## What is being asked
Extract each line from the records below that contains the word "bark", treating case as significant.
=== Supplied information ===
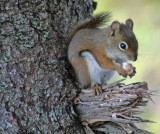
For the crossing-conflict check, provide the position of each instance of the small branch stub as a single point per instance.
(118, 104)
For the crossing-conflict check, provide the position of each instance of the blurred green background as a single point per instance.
(146, 17)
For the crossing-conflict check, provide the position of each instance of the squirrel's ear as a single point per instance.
(115, 26)
(129, 23)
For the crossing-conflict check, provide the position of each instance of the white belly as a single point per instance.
(98, 75)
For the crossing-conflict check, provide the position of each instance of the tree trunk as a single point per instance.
(35, 84)
(36, 80)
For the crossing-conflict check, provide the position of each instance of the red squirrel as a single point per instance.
(96, 54)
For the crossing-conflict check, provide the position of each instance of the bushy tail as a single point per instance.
(92, 22)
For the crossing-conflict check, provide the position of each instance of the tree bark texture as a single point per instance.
(35, 88)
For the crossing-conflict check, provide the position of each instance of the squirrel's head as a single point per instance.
(124, 40)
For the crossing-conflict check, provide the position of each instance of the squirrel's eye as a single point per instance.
(123, 46)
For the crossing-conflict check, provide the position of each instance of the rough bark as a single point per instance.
(35, 87)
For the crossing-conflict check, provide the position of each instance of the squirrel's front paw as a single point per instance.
(123, 72)
(131, 71)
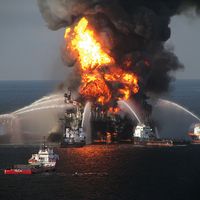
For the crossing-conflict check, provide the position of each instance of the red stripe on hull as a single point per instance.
(17, 171)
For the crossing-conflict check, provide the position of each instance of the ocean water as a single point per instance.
(103, 172)
(17, 94)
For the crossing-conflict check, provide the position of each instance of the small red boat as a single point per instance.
(17, 171)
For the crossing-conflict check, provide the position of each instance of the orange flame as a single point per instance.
(82, 43)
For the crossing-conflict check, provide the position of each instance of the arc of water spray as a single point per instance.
(126, 104)
(43, 108)
(38, 104)
(179, 106)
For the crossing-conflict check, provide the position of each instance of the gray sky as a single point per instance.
(29, 51)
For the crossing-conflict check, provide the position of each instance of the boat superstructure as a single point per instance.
(194, 134)
(45, 157)
(73, 134)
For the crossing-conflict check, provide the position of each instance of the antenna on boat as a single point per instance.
(44, 142)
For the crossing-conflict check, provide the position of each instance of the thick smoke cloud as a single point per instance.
(134, 29)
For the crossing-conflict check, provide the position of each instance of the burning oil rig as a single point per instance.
(108, 125)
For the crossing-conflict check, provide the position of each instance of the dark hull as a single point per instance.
(71, 145)
(27, 170)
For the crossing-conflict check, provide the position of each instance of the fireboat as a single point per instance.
(44, 161)
(145, 136)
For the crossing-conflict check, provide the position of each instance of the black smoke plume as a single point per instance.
(130, 29)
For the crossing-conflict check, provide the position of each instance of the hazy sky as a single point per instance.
(29, 51)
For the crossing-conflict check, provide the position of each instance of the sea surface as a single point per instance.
(102, 172)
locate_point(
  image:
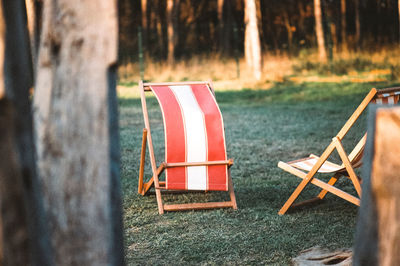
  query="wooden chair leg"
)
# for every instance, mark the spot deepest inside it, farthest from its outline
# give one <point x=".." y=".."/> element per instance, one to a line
<point x="231" y="190"/>
<point x="349" y="167"/>
<point x="142" y="161"/>
<point x="331" y="182"/>
<point x="294" y="196"/>
<point x="159" y="201"/>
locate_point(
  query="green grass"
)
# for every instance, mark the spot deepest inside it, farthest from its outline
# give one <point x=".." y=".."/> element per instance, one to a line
<point x="262" y="127"/>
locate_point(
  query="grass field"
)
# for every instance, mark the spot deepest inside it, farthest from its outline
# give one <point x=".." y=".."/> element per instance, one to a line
<point x="262" y="127"/>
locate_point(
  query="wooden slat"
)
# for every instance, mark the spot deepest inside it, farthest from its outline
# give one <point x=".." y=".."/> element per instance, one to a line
<point x="307" y="177"/>
<point x="151" y="149"/>
<point x="147" y="85"/>
<point x="348" y="166"/>
<point x="319" y="183"/>
<point x="148" y="185"/>
<point x="197" y="206"/>
<point x="142" y="161"/>
<point x="227" y="162"/>
<point x="353" y="118"/>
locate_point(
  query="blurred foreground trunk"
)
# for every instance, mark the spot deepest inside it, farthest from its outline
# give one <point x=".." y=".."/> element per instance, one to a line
<point x="319" y="30"/>
<point x="23" y="236"/>
<point x="33" y="13"/>
<point x="77" y="131"/>
<point x="252" y="39"/>
<point x="378" y="228"/>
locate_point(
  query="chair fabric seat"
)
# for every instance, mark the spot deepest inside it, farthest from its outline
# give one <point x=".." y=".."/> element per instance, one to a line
<point x="194" y="133"/>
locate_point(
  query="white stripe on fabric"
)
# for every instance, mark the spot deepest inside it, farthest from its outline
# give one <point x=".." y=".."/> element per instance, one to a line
<point x="196" y="145"/>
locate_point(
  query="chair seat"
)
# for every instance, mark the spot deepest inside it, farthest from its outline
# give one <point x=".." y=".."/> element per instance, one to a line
<point x="308" y="163"/>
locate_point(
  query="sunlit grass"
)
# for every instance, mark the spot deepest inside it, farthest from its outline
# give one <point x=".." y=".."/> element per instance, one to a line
<point x="262" y="127"/>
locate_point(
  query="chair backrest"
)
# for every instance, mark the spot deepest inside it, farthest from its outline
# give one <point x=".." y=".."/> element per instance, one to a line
<point x="194" y="133"/>
<point x="384" y="96"/>
<point x="387" y="96"/>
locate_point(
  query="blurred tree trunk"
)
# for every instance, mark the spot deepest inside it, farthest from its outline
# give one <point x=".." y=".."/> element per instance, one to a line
<point x="377" y="238"/>
<point x="343" y="24"/>
<point x="289" y="31"/>
<point x="172" y="19"/>
<point x="144" y="24"/>
<point x="319" y="30"/>
<point x="23" y="233"/>
<point x="221" y="26"/>
<point x="398" y="7"/>
<point x="77" y="131"/>
<point x="252" y="39"/>
<point x="358" y="23"/>
<point x="34" y="11"/>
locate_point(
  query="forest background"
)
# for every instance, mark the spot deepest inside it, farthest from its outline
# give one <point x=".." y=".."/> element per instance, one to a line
<point x="358" y="40"/>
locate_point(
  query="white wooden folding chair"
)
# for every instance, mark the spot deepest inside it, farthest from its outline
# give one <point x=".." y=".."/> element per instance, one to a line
<point x="307" y="168"/>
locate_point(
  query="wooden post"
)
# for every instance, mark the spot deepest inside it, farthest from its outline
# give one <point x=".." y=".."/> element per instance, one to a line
<point x="378" y="228"/>
<point x="77" y="131"/>
<point x="23" y="232"/>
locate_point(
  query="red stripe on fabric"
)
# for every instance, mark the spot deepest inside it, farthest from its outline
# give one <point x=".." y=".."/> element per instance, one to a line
<point x="217" y="174"/>
<point x="175" y="143"/>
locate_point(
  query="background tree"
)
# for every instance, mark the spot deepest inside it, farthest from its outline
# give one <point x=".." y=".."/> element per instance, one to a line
<point x="23" y="233"/>
<point x="252" y="39"/>
<point x="319" y="31"/>
<point x="343" y="23"/>
<point x="172" y="13"/>
<point x="77" y="131"/>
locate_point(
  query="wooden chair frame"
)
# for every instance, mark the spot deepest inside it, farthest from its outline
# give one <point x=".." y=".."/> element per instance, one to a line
<point x="154" y="181"/>
<point x="347" y="162"/>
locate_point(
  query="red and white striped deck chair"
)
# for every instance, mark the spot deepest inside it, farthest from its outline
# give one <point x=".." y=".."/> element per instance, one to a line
<point x="195" y="152"/>
<point x="307" y="168"/>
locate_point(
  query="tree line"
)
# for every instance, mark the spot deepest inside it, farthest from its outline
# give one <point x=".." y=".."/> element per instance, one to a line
<point x="174" y="29"/>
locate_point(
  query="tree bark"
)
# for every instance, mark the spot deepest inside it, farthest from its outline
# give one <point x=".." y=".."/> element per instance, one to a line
<point x="343" y="24"/>
<point x="357" y="22"/>
<point x="221" y="25"/>
<point x="144" y="23"/>
<point x="33" y="12"/>
<point x="252" y="39"/>
<point x="77" y="131"/>
<point x="23" y="232"/>
<point x="319" y="30"/>
<point x="172" y="8"/>
<point x="398" y="8"/>
<point x="378" y="227"/>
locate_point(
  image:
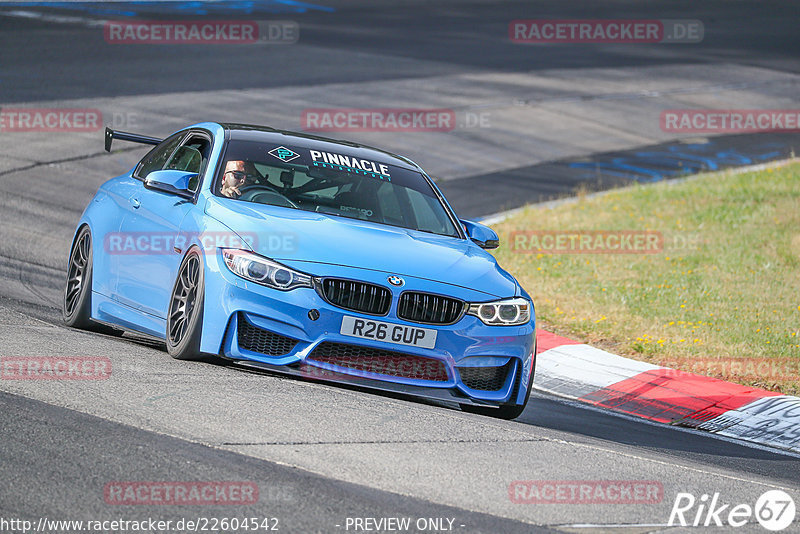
===
## Correct result
For the crossing-conflict check, provide the position of each instance of the tree bark texture as a single point per instance.
For the crossing-conflict check, provide the position of each instance of the rough bark as a single point per instance.
  query="tree bark"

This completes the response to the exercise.